=== WHAT YOU ARE ASKED TO DO ===
Return verbatim the part of the items that opens at their first line and closes with the line containing "377, 1053, 427]]", including both ends. Leave the picture out of your answer.
☆ ☆ ☆
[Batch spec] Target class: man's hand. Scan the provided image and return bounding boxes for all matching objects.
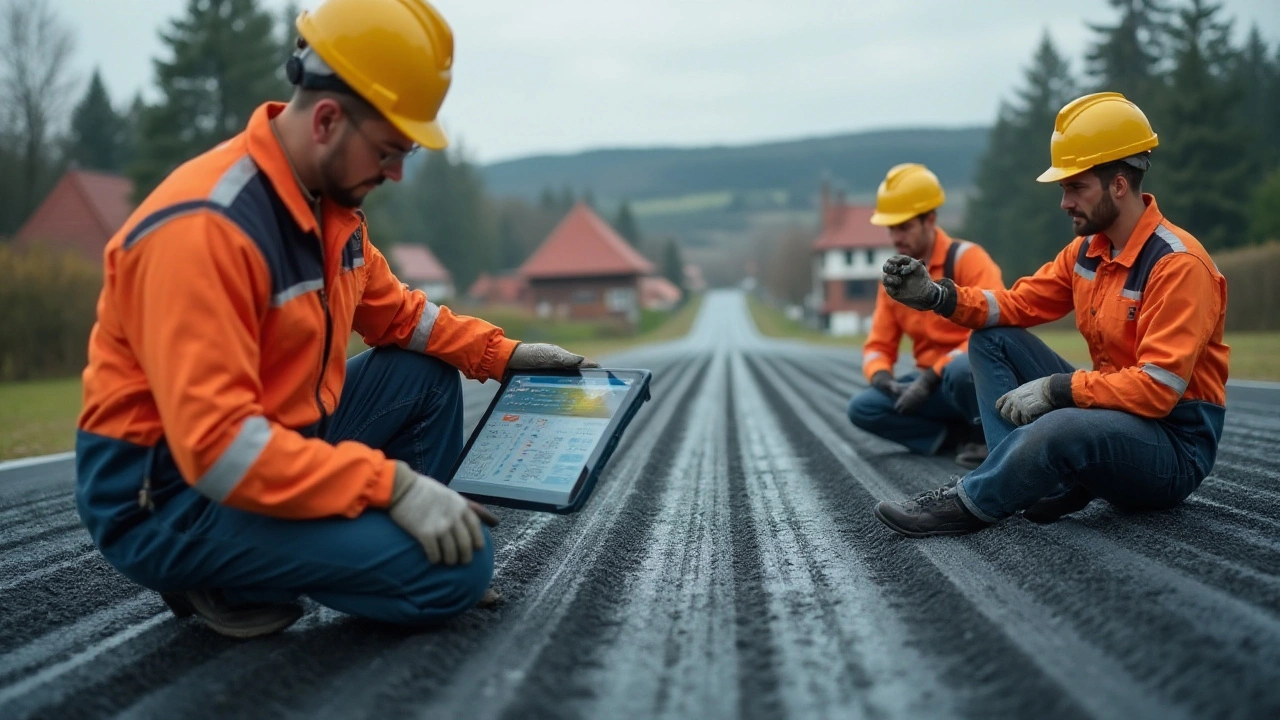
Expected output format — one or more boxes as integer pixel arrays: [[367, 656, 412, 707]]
[[872, 370, 906, 400], [388, 461, 498, 565], [507, 342, 600, 370], [881, 255, 942, 310], [893, 368, 942, 415], [996, 377, 1053, 427]]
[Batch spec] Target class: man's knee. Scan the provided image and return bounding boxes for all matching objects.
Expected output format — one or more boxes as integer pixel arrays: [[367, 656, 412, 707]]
[[401, 528, 493, 625], [370, 346, 462, 397], [846, 387, 888, 430]]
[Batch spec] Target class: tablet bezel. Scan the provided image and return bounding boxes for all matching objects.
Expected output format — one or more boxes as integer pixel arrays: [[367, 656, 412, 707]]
[[448, 368, 653, 515]]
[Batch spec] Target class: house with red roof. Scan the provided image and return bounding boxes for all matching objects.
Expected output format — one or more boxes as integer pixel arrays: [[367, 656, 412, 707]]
[[518, 202, 654, 324], [13, 168, 133, 263], [810, 184, 895, 334], [387, 243, 453, 297]]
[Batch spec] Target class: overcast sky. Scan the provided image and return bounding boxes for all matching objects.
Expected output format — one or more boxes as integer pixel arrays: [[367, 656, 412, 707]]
[[54, 0, 1280, 161]]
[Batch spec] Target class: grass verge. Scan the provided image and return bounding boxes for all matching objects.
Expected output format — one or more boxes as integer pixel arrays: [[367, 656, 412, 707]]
[[0, 377, 81, 460]]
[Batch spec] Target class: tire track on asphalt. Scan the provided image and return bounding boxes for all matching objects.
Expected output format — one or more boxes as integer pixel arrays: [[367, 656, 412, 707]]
[[288, 353, 707, 719], [753, 351, 1187, 719], [581, 354, 739, 720], [731, 356, 957, 717]]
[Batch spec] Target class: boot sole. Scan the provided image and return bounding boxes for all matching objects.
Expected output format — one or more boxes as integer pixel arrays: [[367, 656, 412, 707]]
[[874, 505, 974, 538]]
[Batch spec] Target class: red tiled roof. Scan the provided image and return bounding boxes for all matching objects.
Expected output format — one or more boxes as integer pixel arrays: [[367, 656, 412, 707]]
[[518, 202, 654, 279], [14, 169, 133, 261], [388, 243, 453, 283], [813, 205, 893, 252]]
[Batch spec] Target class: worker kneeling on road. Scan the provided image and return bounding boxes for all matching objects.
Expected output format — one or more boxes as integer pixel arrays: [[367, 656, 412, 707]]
[[876, 92, 1229, 537], [849, 164, 1005, 468], [76, 0, 584, 637]]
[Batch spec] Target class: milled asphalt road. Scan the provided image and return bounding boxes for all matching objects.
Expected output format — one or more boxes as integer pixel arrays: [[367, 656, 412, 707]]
[[0, 292, 1280, 720]]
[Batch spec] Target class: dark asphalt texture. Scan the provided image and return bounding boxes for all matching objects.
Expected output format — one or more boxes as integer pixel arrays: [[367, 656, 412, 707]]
[[0, 292, 1280, 720]]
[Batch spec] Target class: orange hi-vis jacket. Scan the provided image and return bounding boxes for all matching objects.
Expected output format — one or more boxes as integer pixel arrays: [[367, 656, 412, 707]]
[[951, 195, 1229, 417], [77, 102, 517, 541], [863, 228, 1005, 380]]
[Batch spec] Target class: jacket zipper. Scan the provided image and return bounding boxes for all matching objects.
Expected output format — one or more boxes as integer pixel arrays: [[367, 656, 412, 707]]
[[316, 287, 333, 434]]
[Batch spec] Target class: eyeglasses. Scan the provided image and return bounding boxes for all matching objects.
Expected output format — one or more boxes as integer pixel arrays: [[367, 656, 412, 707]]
[[340, 102, 422, 170]]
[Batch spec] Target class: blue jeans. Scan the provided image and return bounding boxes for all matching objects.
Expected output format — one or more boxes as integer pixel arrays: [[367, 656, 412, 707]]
[[849, 355, 979, 455], [81, 347, 493, 625], [956, 328, 1225, 523]]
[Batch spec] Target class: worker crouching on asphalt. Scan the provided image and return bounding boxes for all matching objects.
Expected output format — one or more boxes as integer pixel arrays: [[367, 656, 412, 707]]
[[76, 0, 584, 637], [849, 164, 1005, 468], [876, 92, 1229, 537]]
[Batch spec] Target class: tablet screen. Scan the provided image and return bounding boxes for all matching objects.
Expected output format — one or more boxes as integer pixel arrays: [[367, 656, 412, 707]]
[[449, 373, 634, 503]]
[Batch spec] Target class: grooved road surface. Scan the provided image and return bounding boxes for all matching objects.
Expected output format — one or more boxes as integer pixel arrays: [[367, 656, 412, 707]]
[[0, 292, 1280, 720]]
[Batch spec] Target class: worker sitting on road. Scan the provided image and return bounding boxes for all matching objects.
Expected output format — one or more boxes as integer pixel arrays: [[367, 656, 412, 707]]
[[876, 92, 1229, 537], [849, 164, 1005, 468], [76, 0, 584, 637]]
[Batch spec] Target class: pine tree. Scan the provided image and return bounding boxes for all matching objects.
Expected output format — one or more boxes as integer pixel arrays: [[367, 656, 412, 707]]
[[662, 237, 685, 292], [414, 146, 499, 290], [129, 0, 288, 196], [613, 200, 641, 247], [1084, 0, 1170, 112], [964, 32, 1078, 275], [68, 69, 124, 173], [1152, 0, 1261, 250]]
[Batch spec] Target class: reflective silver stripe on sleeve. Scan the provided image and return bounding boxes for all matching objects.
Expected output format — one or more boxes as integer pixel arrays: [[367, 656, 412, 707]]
[[408, 301, 440, 352], [1156, 225, 1187, 252], [209, 155, 257, 208], [271, 278, 324, 307], [982, 290, 1000, 328], [195, 415, 271, 502], [1142, 363, 1187, 396]]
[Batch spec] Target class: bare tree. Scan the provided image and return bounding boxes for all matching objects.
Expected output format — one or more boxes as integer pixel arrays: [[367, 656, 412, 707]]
[[0, 0, 76, 222]]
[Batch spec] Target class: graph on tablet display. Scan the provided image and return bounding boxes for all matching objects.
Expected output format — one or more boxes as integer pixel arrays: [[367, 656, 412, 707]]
[[452, 375, 634, 502]]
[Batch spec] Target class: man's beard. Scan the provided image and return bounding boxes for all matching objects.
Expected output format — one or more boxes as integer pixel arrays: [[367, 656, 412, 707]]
[[320, 151, 387, 209], [1071, 193, 1120, 236]]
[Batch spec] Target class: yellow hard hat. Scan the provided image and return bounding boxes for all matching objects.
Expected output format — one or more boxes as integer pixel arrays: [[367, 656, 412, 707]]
[[1036, 92, 1160, 182], [291, 0, 453, 150], [872, 163, 947, 227]]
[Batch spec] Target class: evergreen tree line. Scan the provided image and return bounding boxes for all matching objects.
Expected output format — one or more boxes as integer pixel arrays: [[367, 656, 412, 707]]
[[964, 0, 1280, 282], [0, 0, 682, 297]]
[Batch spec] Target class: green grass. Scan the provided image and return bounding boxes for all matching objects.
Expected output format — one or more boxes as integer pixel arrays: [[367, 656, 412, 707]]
[[0, 377, 81, 460]]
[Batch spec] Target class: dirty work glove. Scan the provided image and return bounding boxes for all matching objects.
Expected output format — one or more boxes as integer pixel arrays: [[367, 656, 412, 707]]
[[872, 370, 905, 400], [996, 377, 1053, 427], [507, 342, 600, 370], [893, 368, 942, 415], [388, 460, 498, 565], [881, 255, 956, 318]]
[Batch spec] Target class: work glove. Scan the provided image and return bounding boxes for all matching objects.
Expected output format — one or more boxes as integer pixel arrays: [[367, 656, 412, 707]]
[[507, 342, 600, 370], [881, 255, 942, 310], [388, 460, 498, 565], [996, 377, 1053, 427], [872, 370, 905, 400], [893, 368, 942, 415]]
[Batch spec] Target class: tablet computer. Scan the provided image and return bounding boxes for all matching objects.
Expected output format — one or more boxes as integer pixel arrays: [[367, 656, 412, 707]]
[[449, 368, 652, 512]]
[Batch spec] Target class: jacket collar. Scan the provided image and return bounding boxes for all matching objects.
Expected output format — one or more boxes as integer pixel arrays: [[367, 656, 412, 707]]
[[1085, 192, 1165, 268]]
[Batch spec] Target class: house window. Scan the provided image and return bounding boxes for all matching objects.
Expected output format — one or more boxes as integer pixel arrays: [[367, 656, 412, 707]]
[[604, 287, 636, 313], [845, 275, 876, 300]]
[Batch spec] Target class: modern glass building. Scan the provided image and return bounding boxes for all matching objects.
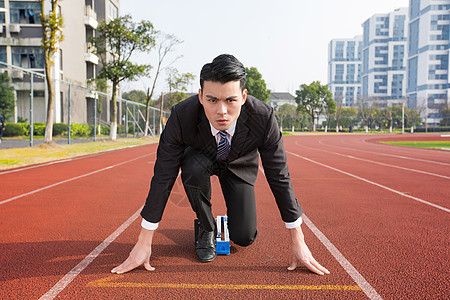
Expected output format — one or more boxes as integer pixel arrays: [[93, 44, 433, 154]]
[[407, 0, 450, 125], [328, 35, 362, 106], [362, 8, 409, 105]]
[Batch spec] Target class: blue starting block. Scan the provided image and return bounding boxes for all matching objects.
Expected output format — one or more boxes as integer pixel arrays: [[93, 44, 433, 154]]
[[216, 216, 230, 255]]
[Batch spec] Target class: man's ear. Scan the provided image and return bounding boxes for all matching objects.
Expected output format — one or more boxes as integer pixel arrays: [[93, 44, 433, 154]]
[[198, 89, 203, 105], [242, 89, 248, 105]]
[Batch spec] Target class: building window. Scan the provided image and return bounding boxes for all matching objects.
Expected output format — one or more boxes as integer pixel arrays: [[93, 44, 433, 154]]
[[394, 16, 406, 38], [9, 2, 41, 24], [347, 42, 355, 60], [108, 1, 119, 19], [11, 47, 44, 69], [0, 1, 5, 23], [409, 20, 419, 56], [334, 64, 344, 83], [334, 42, 344, 58], [0, 46, 6, 68], [374, 75, 387, 94]]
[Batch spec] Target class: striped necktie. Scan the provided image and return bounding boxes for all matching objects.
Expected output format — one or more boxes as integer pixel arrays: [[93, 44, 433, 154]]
[[216, 130, 231, 160]]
☆ ☆ ☆
=== TASK RESPONSE ===
[Batch spec] Target class: man's hand. Scan the provided image and return bounding boxes for all matching objects.
Expected output format — one or more boxes as integer pixel arrays: [[367, 656, 412, 707]]
[[872, 370, 906, 400], [388, 461, 498, 565], [507, 342, 600, 370], [881, 255, 942, 310], [893, 368, 942, 415], [996, 377, 1053, 427]]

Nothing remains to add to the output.